● Text excerpt:
=== Section Start ===

How long has the organization been running for? “It's been running since 2008 being cofounded by Kristina Saffran and Liana Roseman. You can check the website just in case it might provide you with more information about it. I know that I started around last year.”
What is your role in the organization? “I focus on bringing awareness about eating disorders to my community and also helping the fundraiser. My role is as an ambassador, so they have an ambassador program made up of any individual who have been in treatment and who has started to get into the recovery path. Anybody who wants to be an ambassador can apply, you just have to go through an application process. Project Heal makes sure that we are able to raise funds and doesn’t necessarily come from big corporations, it comes from donations from individuals. The more ambassadors there are the better it is for us. Though we’re often participating in social media campaigns and possibly if we can put on events as well.”
How do you feel about the resources being provided towards the cause? “By the organization? Yeah, I feel they have some good success. I know that last year they were able to send over 3,000 individuals to get treatment at whatever level: in-patient, residential, or just nutritionist. They’re able to reach the people and do great job of partnering with other organizations so that people know they are there and that they’re available to help them.”
What advice would you give to those who would want to receive services? “Yeah, I think that it’s a little tricky because people with eating disorders, a lot of them may not necessarily think they need help, I know that for a long time I didn’t think I needed the help, but if there comes a point that individual knows that they need assistance. I think my number one thing would be to make sure you do the research and call different facilities and that you aren’t afraid to advocate for yourself with your doctors because doctors are often the first people who should see the signs. My advice would be to advocate for your needs and that you need help that not necessarily a lot of people are seeing.”
"I feel more free now and I share my story so that others know that there's a way out. No one should have to suffer in silence."

=== Section End ===

● Excerpted records:
=== Section Start ===

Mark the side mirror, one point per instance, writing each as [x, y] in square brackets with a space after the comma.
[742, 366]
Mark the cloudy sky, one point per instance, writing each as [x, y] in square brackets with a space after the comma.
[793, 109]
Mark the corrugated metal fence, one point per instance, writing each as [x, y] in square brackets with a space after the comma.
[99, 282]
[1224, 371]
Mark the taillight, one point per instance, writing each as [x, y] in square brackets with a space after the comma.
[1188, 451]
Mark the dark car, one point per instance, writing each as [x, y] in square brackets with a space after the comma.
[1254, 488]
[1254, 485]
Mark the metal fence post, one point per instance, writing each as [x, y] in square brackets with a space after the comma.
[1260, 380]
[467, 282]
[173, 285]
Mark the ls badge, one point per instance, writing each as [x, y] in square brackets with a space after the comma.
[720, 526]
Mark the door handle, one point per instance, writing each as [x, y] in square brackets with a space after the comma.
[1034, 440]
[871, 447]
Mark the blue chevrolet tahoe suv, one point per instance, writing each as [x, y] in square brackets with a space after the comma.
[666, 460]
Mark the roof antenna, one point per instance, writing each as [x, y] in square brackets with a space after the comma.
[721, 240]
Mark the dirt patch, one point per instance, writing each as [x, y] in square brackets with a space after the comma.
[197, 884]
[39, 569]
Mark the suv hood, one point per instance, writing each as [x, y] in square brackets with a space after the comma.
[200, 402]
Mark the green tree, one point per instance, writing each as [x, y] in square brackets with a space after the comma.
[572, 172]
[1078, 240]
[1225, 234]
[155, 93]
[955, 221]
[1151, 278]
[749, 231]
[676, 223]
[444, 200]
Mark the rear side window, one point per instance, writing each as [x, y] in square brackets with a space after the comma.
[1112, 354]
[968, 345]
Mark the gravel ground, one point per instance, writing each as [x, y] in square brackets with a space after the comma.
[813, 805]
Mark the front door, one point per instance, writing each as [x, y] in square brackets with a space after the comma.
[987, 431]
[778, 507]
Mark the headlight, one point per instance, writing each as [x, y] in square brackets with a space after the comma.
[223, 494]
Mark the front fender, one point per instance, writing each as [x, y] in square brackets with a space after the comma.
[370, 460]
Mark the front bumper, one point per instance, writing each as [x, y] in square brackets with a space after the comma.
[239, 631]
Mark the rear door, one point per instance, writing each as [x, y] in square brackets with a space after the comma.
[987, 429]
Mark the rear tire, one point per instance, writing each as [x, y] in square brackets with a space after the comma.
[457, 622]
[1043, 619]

=== Section End ===

● What you will do:
#1 Answer these from the interview about Project Heal:
(a) In what year did the organization start, and who cofounded it?
(b) According to the interview, where do the organization's funds come from?
(c) How many individuals did it send to treatment last year?
#2 Write the next part of the interview about Project Heal, starting after its final quoted statement.

● Answers to each task:
#1
(a) 2008; Kristina Saffran and Liana Roseman.
(b) Donations from individuals, not necessarily big corporations.
(c) Over 3,000.

#2
Is there anything you want to say to those with an eating disorder who might read this? “There is a lot that I wish I could tell people, but I think your article might get too long though. I think it is very brave to take the steps to recover, it is no simple thing it requires admitting there is an issue after spending years thinking that you were this perfect person who had figured out life and how to be an amazing individual. Then waking up to realize that none of it is true, it takes a lot of courage. I want to tell them that it’s possible to be in recovery and stay in recovery so long as you give up those ideas of perfection and you are open to the idea of facing the unknown and what scares you.”
“If my message can reach and help just one person who is struggling, then I’ll know that my struggle was worth it.”
Interviewing Mishna gave me insight into resources for those with an eating disorder, and helped me understand that the outside world doesn't understand these problems clearly, or take them as seriously as they should. It is important that organizations like Project Heal exist to guide others to get the resources they need to improve their lives.
Her journey has informed me more about the topic than I would have known by studying on my own. It was genuinely a brave feat for her to talk about the struggles of their own eating disorder, but also sought to help others with similar issues. Mishna deserves to have her story shared to show others that help does exist.